- **Activity**
Identify, in the records below, every line where the string "wainscoting" appears, and copy each such line.
** Stored data follows **
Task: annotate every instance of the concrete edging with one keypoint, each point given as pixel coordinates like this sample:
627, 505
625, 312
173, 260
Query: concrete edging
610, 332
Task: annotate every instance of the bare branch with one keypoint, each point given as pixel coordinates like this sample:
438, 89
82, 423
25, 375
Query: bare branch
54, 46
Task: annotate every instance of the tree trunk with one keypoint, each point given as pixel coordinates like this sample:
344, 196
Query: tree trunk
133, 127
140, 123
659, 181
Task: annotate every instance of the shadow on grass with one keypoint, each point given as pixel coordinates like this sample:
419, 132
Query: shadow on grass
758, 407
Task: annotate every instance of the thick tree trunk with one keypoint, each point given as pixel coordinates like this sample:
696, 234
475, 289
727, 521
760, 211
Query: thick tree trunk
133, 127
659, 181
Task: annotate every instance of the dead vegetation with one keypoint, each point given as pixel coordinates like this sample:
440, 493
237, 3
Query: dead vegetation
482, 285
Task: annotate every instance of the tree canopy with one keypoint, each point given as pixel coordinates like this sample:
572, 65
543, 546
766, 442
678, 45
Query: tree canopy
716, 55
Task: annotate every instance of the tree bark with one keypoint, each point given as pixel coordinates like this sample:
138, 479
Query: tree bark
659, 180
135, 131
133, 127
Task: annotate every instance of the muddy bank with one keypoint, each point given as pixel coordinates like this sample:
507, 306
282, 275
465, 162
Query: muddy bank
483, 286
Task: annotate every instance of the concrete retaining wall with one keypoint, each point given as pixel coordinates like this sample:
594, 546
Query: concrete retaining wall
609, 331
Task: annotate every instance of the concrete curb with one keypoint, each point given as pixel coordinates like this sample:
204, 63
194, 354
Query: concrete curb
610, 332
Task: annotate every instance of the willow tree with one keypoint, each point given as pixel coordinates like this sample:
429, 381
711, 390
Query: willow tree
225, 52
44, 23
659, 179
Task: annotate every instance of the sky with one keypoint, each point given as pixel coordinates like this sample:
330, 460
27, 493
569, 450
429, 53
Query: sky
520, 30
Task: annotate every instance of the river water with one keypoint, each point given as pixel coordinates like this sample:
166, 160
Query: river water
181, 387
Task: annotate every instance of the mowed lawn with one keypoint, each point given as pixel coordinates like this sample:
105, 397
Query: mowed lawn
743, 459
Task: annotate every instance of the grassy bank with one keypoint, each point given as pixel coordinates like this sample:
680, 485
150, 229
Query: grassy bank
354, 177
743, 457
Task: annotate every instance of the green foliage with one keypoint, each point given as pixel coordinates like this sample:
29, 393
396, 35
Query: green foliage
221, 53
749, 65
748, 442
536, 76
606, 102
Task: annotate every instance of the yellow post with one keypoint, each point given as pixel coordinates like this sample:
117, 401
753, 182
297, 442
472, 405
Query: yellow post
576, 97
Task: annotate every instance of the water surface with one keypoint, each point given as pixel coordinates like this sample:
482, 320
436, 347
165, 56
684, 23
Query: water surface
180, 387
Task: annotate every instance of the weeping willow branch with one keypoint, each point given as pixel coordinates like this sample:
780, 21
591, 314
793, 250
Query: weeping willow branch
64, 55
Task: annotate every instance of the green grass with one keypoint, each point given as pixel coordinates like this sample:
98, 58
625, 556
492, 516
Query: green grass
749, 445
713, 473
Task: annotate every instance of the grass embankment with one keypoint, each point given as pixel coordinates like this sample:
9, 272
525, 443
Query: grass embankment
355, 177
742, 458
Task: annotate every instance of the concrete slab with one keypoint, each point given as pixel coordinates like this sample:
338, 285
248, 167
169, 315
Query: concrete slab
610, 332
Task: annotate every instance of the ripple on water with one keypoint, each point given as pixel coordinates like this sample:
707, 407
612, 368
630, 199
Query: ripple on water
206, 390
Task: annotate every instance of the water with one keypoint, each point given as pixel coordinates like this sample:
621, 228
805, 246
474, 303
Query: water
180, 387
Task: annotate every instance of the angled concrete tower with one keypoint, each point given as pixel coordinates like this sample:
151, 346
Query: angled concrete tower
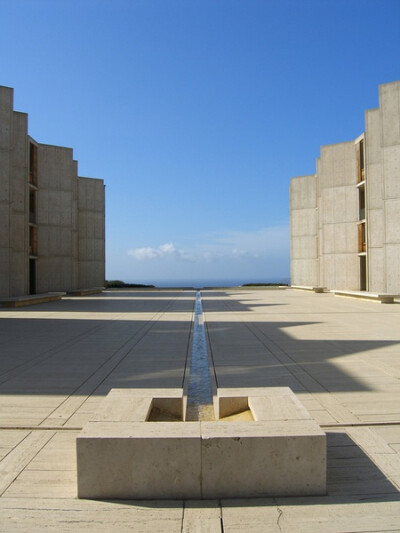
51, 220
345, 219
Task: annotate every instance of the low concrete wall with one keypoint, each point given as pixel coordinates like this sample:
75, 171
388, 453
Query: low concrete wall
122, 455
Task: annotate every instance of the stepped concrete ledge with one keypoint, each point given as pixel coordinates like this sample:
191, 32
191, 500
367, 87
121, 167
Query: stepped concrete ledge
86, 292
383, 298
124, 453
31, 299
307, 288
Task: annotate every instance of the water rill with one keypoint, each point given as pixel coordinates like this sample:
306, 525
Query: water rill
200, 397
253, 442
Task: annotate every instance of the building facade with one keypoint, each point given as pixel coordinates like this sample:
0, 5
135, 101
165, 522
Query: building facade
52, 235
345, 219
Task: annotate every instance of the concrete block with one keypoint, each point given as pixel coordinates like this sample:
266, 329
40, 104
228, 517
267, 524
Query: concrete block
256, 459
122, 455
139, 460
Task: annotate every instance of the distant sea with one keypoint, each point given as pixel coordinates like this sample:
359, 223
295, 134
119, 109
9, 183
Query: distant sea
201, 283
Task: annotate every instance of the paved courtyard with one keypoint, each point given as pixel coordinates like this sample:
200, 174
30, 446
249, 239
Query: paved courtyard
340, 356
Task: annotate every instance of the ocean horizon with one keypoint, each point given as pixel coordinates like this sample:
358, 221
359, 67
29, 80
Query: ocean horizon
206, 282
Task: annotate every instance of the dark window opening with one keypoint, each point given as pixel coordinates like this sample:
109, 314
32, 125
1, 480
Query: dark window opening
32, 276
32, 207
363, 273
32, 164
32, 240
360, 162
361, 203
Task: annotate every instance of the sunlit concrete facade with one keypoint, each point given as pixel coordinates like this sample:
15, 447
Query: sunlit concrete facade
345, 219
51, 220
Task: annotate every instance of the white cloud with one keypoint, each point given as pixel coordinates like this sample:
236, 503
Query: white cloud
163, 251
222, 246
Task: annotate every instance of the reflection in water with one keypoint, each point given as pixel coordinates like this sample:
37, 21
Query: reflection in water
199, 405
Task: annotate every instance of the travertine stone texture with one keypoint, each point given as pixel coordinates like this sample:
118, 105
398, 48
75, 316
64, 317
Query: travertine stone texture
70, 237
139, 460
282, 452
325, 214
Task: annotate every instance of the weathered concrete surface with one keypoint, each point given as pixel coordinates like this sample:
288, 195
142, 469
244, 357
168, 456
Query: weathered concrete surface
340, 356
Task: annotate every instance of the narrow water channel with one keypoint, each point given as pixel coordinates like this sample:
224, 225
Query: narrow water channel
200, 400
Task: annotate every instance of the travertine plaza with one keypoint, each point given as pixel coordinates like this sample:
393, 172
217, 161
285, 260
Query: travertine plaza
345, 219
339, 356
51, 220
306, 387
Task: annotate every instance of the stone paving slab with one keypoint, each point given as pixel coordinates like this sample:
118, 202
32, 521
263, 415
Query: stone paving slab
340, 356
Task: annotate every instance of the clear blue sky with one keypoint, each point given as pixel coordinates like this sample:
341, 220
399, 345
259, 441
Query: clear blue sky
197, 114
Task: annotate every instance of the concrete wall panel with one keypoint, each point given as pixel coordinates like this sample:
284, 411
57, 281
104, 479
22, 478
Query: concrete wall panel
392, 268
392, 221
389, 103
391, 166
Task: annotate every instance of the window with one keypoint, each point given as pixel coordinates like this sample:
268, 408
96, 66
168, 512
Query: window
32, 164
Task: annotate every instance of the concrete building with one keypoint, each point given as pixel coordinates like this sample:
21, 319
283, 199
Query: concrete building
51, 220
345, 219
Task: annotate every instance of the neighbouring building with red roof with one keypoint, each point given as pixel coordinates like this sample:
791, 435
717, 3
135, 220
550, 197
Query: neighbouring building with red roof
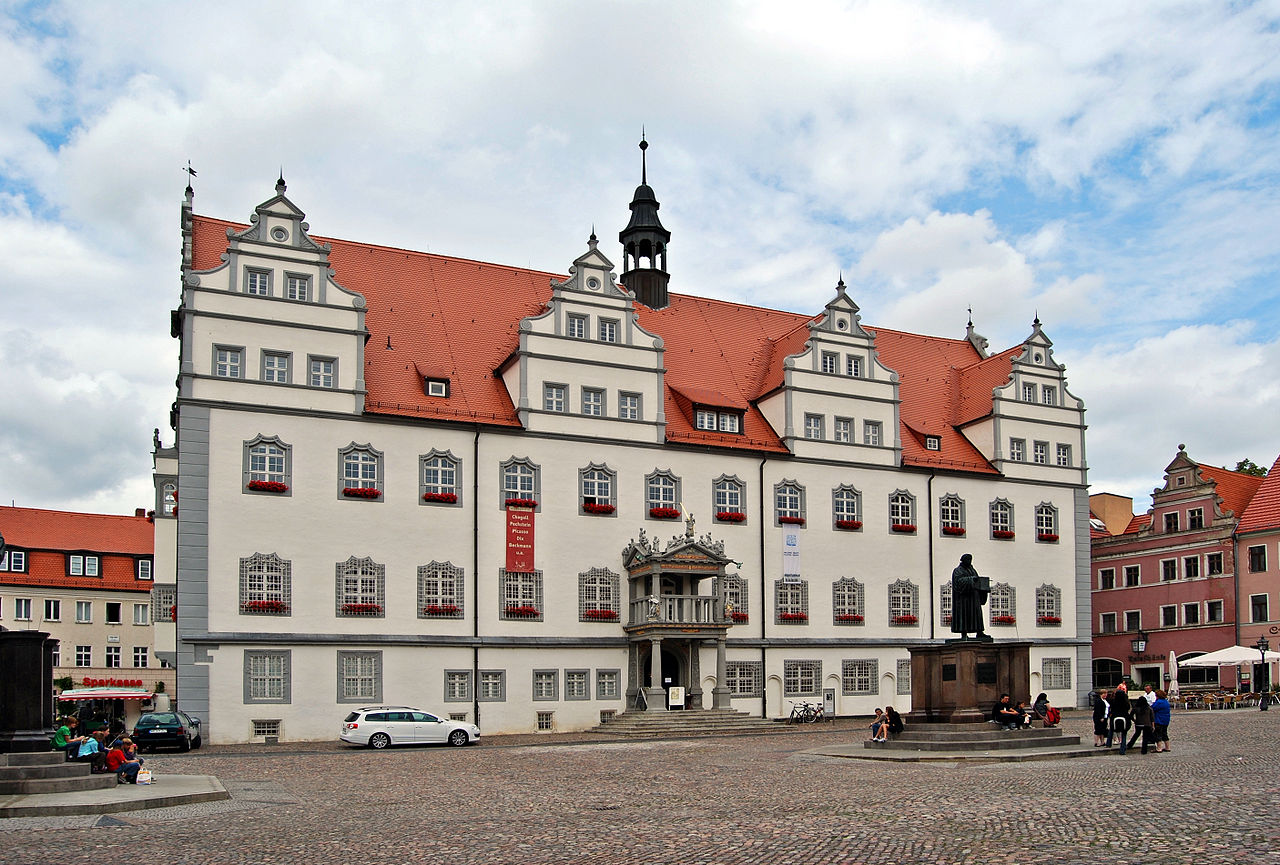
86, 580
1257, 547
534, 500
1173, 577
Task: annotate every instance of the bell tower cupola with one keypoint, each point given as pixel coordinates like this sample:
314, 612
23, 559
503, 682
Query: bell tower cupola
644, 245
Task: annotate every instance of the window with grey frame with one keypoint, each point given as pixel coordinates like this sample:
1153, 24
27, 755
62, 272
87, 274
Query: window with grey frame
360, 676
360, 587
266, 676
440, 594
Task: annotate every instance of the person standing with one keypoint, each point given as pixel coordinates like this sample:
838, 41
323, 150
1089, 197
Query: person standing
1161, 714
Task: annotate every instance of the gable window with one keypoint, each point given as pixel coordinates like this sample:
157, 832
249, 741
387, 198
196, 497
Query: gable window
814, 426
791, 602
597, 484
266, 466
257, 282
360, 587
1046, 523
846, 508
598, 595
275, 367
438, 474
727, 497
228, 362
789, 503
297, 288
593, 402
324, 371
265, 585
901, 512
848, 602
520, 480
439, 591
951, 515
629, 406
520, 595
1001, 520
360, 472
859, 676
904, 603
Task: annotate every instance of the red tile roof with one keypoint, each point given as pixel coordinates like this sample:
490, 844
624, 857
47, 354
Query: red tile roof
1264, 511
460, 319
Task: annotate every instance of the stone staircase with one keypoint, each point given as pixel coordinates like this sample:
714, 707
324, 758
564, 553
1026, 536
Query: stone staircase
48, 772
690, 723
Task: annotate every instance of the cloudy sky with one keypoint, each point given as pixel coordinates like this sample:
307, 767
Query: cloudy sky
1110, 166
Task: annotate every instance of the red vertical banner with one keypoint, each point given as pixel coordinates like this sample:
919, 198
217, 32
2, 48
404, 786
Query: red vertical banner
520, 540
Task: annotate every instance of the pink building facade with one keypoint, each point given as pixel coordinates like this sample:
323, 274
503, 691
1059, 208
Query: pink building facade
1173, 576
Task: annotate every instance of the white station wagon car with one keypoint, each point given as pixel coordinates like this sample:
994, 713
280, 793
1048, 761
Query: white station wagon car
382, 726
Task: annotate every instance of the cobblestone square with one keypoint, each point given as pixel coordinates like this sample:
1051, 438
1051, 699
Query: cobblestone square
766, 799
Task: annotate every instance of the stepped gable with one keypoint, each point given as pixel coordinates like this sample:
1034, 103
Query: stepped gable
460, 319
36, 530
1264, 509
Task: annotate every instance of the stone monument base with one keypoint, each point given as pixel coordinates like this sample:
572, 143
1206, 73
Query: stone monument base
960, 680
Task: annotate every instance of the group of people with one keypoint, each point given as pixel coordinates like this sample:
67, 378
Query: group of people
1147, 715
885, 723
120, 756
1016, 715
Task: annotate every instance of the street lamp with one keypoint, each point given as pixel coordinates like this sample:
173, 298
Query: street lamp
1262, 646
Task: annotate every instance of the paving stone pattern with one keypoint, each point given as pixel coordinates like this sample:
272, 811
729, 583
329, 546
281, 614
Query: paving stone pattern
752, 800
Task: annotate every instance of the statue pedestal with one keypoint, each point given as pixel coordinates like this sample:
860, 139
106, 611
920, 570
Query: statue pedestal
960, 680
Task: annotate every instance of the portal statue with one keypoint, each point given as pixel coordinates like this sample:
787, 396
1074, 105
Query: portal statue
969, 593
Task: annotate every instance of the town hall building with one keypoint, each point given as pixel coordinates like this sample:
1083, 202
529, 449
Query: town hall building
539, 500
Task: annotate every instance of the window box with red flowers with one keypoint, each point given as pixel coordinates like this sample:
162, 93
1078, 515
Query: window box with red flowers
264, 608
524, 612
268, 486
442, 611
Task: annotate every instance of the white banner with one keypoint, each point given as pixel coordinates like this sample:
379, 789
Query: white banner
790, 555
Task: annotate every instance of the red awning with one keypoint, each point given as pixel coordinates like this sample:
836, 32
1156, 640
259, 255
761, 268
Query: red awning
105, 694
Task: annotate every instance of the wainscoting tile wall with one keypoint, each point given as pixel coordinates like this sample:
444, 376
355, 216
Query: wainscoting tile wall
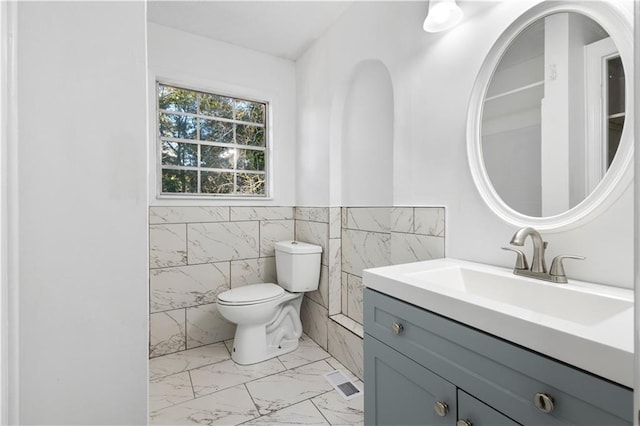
** End of Stored data **
- **Solution to the exercise**
Task: annotate every instance of the wainscoting tile wall with one keypoint, each point given as pixel coordinates like this sample:
Query: wainscoting tile wall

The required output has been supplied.